WHAT YOU ARE ASKED TO DO
Look below for the line holding "Target: dark wood tabletop" and the line holding "[pin] wooden table". Transcribe exactly those lines and all lines between them, nothing more.

DATA EXCERPTS
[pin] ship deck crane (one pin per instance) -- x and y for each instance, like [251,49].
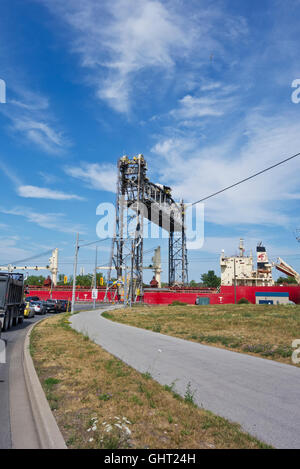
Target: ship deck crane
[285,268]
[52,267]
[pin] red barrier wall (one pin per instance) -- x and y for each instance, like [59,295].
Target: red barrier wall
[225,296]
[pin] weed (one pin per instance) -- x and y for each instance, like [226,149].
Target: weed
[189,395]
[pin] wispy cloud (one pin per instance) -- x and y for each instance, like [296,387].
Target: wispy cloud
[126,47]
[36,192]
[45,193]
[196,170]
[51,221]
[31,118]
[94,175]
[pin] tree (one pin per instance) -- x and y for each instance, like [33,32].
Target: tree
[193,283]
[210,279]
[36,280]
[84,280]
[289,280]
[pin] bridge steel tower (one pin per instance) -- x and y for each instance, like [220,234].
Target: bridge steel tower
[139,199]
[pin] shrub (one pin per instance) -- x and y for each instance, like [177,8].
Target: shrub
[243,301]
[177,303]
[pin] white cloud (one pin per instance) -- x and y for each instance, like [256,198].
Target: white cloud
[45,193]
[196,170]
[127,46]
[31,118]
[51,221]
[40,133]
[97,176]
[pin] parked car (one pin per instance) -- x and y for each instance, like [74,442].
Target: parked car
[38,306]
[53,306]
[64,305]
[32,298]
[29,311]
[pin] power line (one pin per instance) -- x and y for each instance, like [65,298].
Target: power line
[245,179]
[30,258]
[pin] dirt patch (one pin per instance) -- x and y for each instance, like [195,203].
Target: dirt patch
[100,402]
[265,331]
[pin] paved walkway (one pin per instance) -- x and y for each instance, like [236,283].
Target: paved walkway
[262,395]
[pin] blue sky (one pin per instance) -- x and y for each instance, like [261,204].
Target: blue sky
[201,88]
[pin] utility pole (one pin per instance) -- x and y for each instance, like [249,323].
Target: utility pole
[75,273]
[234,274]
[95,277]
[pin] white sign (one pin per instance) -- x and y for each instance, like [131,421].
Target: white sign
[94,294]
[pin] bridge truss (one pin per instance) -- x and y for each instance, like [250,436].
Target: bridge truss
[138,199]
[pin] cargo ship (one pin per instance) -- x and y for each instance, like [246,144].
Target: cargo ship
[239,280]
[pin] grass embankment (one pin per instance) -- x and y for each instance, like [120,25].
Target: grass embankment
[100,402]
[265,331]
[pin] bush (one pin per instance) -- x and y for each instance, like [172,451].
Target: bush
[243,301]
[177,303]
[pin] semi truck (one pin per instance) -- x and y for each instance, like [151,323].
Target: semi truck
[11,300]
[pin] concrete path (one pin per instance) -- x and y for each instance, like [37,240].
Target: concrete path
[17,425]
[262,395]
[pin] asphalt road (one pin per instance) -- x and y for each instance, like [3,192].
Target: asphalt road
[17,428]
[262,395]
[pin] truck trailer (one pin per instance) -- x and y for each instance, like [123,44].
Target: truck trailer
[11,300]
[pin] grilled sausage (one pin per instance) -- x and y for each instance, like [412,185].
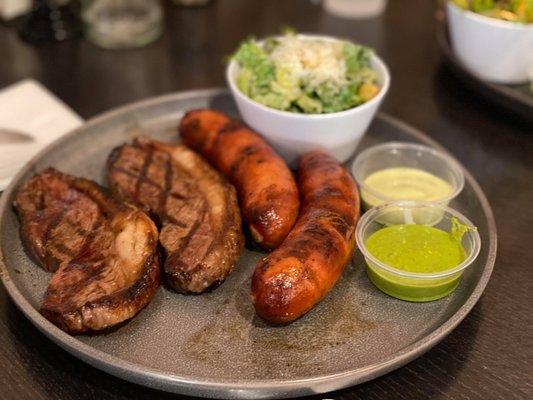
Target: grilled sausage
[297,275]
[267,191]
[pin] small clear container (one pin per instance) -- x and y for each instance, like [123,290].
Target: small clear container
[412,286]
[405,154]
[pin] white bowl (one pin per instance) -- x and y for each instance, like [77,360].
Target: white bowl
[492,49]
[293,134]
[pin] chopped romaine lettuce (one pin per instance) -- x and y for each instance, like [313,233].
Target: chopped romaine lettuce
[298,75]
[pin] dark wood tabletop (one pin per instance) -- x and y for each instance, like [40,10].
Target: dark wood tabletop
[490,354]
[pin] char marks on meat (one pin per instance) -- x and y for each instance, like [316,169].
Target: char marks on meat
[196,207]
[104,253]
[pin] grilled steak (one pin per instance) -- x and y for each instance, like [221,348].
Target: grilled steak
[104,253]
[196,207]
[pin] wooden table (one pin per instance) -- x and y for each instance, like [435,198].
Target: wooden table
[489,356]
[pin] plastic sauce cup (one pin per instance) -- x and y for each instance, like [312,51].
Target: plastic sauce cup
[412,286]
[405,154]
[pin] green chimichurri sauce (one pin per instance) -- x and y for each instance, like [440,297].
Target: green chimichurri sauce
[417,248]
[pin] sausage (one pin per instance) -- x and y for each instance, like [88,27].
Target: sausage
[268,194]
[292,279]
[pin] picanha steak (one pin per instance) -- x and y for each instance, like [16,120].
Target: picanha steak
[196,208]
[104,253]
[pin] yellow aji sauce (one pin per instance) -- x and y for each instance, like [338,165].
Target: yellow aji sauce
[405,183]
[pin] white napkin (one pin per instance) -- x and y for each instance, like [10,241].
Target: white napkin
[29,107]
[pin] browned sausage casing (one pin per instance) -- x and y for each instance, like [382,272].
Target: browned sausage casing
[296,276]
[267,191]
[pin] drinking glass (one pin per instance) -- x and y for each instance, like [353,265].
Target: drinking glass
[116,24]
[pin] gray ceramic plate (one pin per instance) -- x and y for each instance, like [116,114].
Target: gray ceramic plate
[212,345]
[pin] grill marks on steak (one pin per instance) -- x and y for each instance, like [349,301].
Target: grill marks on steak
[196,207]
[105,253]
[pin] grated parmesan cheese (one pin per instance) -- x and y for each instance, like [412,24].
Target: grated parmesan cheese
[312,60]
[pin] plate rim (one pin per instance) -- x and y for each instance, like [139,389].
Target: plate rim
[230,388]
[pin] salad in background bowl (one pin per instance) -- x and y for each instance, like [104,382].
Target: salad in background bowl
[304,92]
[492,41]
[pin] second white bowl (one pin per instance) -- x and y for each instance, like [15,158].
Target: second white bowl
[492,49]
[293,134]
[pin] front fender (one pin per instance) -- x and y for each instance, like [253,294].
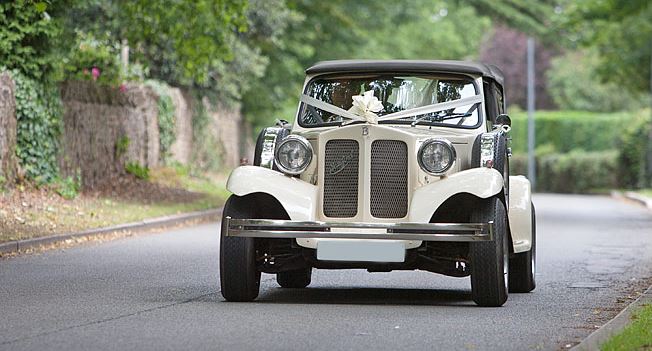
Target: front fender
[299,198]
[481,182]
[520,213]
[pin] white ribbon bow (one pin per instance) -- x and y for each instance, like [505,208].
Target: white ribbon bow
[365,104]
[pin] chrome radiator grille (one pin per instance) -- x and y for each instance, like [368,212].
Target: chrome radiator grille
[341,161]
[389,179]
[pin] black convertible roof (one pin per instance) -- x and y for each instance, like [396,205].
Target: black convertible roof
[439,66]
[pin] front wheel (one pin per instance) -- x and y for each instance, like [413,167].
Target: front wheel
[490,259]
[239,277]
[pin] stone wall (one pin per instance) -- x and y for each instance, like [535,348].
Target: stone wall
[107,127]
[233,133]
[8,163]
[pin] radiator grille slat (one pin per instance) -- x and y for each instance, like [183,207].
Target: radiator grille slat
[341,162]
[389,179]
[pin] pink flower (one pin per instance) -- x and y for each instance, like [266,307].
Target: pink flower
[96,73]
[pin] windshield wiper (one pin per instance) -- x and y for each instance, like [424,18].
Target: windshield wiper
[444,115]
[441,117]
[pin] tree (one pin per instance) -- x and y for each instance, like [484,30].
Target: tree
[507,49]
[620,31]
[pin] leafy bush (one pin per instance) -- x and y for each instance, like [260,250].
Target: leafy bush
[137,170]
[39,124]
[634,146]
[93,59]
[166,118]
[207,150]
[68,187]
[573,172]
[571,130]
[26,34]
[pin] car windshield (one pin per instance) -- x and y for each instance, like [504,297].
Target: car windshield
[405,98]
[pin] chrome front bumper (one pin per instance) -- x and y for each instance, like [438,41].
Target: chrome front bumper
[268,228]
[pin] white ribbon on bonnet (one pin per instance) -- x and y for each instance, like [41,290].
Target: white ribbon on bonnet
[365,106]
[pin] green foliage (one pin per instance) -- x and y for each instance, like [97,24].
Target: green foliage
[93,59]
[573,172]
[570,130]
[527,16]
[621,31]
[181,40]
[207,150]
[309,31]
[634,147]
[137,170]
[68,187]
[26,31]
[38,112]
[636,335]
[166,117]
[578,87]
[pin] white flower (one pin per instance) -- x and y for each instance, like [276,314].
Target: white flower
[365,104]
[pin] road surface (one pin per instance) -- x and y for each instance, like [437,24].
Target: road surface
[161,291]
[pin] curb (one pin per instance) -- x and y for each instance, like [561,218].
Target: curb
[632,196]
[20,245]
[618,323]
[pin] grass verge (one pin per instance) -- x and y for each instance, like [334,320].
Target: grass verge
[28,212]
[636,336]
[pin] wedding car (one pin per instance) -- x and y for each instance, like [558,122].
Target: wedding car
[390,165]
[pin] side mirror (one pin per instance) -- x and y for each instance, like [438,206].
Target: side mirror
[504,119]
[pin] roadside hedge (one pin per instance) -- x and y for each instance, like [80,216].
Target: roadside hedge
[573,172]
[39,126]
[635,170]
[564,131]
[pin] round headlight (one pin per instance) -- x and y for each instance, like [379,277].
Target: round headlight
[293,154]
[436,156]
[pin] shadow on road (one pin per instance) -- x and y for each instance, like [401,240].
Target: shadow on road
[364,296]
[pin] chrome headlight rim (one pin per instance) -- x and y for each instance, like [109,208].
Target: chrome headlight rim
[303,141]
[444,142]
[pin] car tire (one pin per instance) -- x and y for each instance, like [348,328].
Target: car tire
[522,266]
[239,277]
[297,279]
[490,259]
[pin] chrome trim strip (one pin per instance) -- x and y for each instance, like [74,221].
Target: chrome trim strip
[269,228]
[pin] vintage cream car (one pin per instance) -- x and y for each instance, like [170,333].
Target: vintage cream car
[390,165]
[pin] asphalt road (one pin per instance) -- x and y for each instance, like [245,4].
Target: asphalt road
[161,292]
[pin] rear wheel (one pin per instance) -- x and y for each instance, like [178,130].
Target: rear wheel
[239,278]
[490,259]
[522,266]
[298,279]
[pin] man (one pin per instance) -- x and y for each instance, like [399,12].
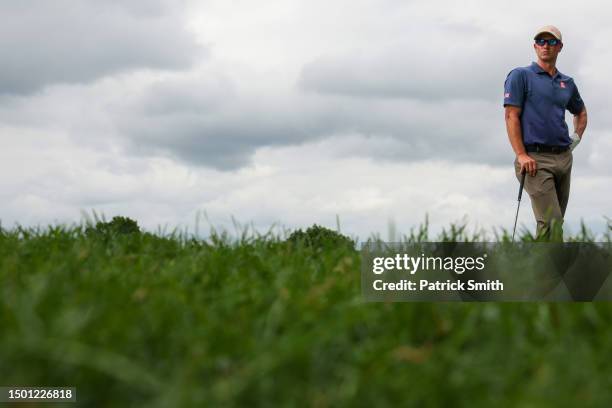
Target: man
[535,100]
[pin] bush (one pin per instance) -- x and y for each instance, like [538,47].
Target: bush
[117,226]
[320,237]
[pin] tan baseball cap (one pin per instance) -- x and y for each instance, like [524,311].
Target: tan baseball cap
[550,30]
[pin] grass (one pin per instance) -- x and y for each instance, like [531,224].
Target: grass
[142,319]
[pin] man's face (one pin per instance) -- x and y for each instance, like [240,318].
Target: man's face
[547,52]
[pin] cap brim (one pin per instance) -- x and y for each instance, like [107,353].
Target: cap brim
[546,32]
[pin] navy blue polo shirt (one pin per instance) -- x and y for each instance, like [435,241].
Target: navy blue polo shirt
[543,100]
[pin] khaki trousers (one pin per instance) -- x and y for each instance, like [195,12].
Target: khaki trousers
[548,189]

WRITTEN SOLUTION
Target: dark wood tabletop
[490,354]
[pin] char marks on meat (one pin per instance) -- x and y for each instance, like [316,169].
Target: char marks on meat
[196,207]
[104,253]
[pin] grilled steak (one pin per instance) -- x and y for each instance, like [221,348].
Target: grilled steak
[104,253]
[196,207]
[pin] wooden table (one pin per instance) -- x and y for each instance, like [435,198].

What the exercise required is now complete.